■ Compito breve: Nel brano di lettura sul processo per la morte al bike park di Viola, quale pena aveva chiesto il pubblico ministero per il gestore?

■ Brano di lettura:
★ ★ ★ ★ ★

Chi pratica downhill «è consapevole dei rischi» si legge nella sentenza

Morì al bike park di Viola, ecco perché il gestore è stato assolto

Andrea Pastor, 38 anni, era vigile del fuoco e sportivo provetto: lasciò moglie e un figlio

Una giornata di divertimento con gli amici trasformata in tragedia in pochi istanti. Erano arrivati in cinque dall’Imperiese per provare i salti della pista di downhill di Viola St. Grée: nessuno immaginava che quel 3 ottobre 2021 sarebbe stato l’ultimo giorno di vita per uno di loro.

La vittima, Andrea Pastor, 38 anni, originario di Pigna, in val Nervia, era un vigile del fuoco. Aveva prestato servizio anche a Cuneo, poi il rientro in Liguria con la moglie e il figlio. Sognava di entrare nel nucleo Saf, l’élite del soccorso dei pompieri. Sportivo completo, oltre a essere un ottimo biker, praticava speleologia, trekking, arrampicata e sci.

Il dramma durante un salto sulla pista più impegnativa dell’impianto, la “Saltimbanco”. Pastor avrebbe mancato la rampa, urtando con il torace contro lo spigolo. Un’infermiera tentò di rianimarlo, ma inutilmente. Nel processo al gestore del bike park, il pubblico ministero aveva chiesto due anni per omicidio colposo, contestando due profili di responsabilità: la mancata osservanza degli obblighi informativi e l’omessa verifica che l’ostacolo fosse «segnalato e riservato solo ad esperti, comunque fornendo istruzioni su come affrontarlo».

Il giudice Alberto Boetti ha però assolto l’imputato. Nella sentenza si richiama quanto affermato dalla Cassazione in casi analoghi: «Il gestore di un impianto sportivo è tenuto a prevenire i rischi atipici, ma non quelli tipici della disciplina sportiva praticata». E ancora: i praticanti del downhill «sono consapevoli dei rischi associati e accettano i pericoli intrinseci di questo sport».

Secondo la difesa, si tratta del primo verdetto in Italia su un incidente mortale nel downhill. All’epoca dei fatti «non esisteva una normativa tecnica, né nazionale né europea, per la realizzazione, progettazione e omologazione di impianti di downhill».

★ ★ ★ ★ ★

■ Informazioni fornite:

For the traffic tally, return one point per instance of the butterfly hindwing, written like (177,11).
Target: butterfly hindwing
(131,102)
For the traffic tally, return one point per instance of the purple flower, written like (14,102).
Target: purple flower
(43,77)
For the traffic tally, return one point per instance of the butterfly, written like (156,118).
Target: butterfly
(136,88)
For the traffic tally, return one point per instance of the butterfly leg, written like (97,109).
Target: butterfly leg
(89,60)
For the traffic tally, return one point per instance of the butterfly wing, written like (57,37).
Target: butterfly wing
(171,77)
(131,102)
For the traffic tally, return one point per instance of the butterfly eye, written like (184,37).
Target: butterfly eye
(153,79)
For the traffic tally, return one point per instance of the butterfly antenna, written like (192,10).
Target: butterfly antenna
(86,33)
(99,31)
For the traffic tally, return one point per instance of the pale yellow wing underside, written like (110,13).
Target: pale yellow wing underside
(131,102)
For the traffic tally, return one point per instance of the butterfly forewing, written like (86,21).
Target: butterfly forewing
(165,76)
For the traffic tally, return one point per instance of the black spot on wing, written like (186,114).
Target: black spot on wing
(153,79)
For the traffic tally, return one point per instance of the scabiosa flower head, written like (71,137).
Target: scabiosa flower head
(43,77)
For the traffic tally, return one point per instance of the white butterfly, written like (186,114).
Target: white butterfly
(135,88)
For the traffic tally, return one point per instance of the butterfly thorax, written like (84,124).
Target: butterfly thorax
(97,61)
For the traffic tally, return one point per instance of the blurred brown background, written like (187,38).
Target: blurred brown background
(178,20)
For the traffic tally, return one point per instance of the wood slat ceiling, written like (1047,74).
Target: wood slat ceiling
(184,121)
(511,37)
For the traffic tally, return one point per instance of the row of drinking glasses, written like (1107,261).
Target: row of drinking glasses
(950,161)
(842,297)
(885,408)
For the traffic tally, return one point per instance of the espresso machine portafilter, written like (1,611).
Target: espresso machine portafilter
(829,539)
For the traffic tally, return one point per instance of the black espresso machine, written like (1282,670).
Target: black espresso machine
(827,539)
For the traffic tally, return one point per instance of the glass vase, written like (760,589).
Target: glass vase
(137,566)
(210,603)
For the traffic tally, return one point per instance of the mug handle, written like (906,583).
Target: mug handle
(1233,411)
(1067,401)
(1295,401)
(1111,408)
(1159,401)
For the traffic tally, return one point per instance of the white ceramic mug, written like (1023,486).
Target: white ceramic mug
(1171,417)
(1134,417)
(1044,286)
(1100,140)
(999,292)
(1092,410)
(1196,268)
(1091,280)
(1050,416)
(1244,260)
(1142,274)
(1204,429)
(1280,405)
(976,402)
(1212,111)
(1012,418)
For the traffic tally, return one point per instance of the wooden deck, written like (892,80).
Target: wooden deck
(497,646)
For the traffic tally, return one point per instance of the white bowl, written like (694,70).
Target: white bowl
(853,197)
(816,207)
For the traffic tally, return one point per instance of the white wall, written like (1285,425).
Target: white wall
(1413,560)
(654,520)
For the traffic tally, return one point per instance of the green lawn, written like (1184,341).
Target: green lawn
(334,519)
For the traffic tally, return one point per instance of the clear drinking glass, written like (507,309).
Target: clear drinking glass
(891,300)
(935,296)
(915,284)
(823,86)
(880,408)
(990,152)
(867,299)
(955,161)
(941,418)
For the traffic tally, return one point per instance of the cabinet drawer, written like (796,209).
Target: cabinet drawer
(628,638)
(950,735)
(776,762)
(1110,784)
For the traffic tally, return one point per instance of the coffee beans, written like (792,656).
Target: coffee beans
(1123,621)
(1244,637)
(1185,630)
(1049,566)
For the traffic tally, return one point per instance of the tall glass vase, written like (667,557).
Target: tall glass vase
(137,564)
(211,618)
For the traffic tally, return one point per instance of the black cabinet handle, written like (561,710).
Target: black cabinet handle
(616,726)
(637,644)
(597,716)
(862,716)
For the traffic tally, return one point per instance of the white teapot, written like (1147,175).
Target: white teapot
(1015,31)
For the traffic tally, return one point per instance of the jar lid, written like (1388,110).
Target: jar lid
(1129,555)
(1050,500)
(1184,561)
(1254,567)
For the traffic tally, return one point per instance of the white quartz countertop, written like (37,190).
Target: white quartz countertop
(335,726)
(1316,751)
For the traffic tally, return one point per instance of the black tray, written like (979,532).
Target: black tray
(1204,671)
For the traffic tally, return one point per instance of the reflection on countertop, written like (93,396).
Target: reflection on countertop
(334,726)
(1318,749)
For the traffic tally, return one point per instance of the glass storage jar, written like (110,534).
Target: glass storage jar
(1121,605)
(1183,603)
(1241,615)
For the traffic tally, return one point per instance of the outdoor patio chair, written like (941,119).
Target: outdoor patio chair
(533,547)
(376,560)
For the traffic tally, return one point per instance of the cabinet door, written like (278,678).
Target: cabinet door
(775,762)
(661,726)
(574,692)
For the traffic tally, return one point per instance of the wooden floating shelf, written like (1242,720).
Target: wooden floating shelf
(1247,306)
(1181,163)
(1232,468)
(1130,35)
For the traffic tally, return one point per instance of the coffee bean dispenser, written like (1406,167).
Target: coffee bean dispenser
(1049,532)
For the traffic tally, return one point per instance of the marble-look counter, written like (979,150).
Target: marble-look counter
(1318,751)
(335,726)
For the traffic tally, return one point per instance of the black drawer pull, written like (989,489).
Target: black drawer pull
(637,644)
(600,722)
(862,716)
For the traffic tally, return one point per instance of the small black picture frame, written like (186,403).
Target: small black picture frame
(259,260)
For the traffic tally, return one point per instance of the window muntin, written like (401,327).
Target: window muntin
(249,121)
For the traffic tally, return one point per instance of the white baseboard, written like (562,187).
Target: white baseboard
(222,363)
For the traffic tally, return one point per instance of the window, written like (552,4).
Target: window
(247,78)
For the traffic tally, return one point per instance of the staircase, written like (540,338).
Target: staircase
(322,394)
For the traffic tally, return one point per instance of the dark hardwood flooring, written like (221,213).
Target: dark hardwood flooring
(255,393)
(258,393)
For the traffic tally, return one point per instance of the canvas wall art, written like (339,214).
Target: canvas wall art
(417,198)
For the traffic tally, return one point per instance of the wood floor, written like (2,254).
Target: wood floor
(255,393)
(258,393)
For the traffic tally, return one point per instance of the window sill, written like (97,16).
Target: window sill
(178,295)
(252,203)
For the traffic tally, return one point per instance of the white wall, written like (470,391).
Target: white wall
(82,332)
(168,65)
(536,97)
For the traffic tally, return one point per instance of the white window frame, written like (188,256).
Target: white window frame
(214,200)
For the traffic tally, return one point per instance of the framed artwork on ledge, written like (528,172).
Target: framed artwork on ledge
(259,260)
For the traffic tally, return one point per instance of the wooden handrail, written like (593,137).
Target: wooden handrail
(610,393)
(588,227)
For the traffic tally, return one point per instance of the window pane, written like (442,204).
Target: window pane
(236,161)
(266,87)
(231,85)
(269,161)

★ ★ ★ ★ ★

■ Soluzione dell'esercizio: Due anni per omicidio colposo.